_Passage provided_
--- START ---

In the first study, Daley and team started with human skin and other cells that have been transformed back into stem cells (dubbed “iPSCs,” or induced pluripotent stem cells). Although iPSCs theoretically have the ability to turn into any cell type, no one has previously managed to transform them into blood stem cells.
“A lot of people have become jaded, saying that these cells don’t exist in nature and you can’t just push them into becoming anything else,” says Bhatia.
All cells in an organism share the same genes. However, for any given cell only a subset of genes are turned into proteins. This process is what gives cells their identities—may it be a heart cell, liver cell, or blood stem cell.
Daley and team focused on a family of transcription factors. Similar to light switches, these proteins can flip genes on or off. By studying how blood vessels normally give birth to blood stem cells, they found seven factors that encouraged iPSCs to grow into immature blood stem cells.
Using a virus, the team inserted these factors into their iPSCs and injected the transformed cells into the bone marrow of mice. These mice had been irradiated to kill off their own blood stem cells to make room for the lab-grown human replacements.
In this way, Daley exposed the immature cells to signals in a blood stem cell’s normal environment. The bone marrow acts like a school, explains Drs. Carolina Guibentif and Berthold Göttgens at the University of Cambridge, who are not involved in the study.
It worked. In just twelve weeks, the lab-made blood stem cells had fully matured into master cells capable of making the entire range of cells normally found in human blood. What’s more, when scientists took these cells out and transplanted them into a second recipient, they retained their power.
“This a major step forward compared with previous methods,” says Guibentif.
In contrast, the second study took a more direct route. Rafii and team took cells lining a mouse’s vessels, based on the finding that these cells normally turn into blood stem cells during development.
With a set of four transcription factors, the team directly reprogrammed them into baby blood stem cells, bypassing the iPSC stage.
These factors act like a maternity ward, allowing the blood stem cells to be born, says Guibentif.
To grow them to adulthood, Rafii and team laid the cells onto a blanket of supporting cells that mimics the blood vessel “nursery.” Under the guidance of molecular cues secreted by these supporting cells, the blood stem cells multiplied and matured.
When transplanted into short-lived mice without a functional immune system, the cells sprung to action. In 20 weeks, the mice generated an active immune response when given a vaccine. What’s more, they went on to live a healthy 1.5 years—roughly equivalent to 60 years old for a human.
Rafii is especially excited about using his system to finally crack the stem cell learning curriculum.

--- END ---

_Study questions_
1 - Summarize the passage on lab-grown blood stem cells in two sentences.
2 - From the passage on lab-grown blood stem cells, extract the text from "Daley and team focused" to "lab-grown human replacements." word for word.

_Entries shown_
--- START ---

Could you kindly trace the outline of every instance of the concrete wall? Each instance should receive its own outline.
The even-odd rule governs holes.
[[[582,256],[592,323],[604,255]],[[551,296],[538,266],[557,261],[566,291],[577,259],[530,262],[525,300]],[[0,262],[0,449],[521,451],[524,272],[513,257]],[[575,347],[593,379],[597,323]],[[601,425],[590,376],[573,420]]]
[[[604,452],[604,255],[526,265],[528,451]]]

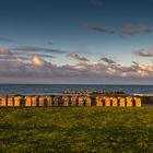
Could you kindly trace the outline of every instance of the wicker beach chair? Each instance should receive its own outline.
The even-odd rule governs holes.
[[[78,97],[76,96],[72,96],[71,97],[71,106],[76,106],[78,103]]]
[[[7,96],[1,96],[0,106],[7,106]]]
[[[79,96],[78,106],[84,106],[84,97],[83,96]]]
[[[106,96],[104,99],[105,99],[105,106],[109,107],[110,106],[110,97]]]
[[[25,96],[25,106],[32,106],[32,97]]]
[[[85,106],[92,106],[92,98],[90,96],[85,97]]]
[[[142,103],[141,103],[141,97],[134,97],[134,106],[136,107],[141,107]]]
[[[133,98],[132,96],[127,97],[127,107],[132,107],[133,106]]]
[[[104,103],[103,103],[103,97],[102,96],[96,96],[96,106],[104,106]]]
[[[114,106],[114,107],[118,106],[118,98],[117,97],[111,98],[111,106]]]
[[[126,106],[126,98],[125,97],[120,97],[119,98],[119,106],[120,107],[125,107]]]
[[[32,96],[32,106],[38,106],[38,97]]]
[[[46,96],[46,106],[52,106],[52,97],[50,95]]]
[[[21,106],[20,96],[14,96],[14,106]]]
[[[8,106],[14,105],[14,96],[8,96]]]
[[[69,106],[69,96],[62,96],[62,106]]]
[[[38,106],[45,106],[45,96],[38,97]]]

--- END ---

_Solutions for each task_
1 - Daley and team used seven transcription factors to push iPSCs toward immature blood stem cells, which matured in the bone marrow of irradiated mice into cells able to make the entire range of human blood cells. Rafii and team used four transcription factors to reprogram cells lining a mouse's vessels directly into blood stem cells, which matured on supporting cells and, once transplanted, let mice without a functional immune system respond to a vaccine and live 1.5 years.

2 -
Daley and team focused on a family of transcription factors. Similar to light switches, these proteins can flip genes on or off. By studying how blood vessels normally give birth to blood stem cells, they found seven factors that encouraged iPSCs to grow into immature blood stem cells.
Using a virus, the team inserted these factors into their iPSCs and injected the transformed cells into the bone marrow of mice. These mice had been irradiated to kill off their own blood stem cells to make room for the lab-grown human replacements.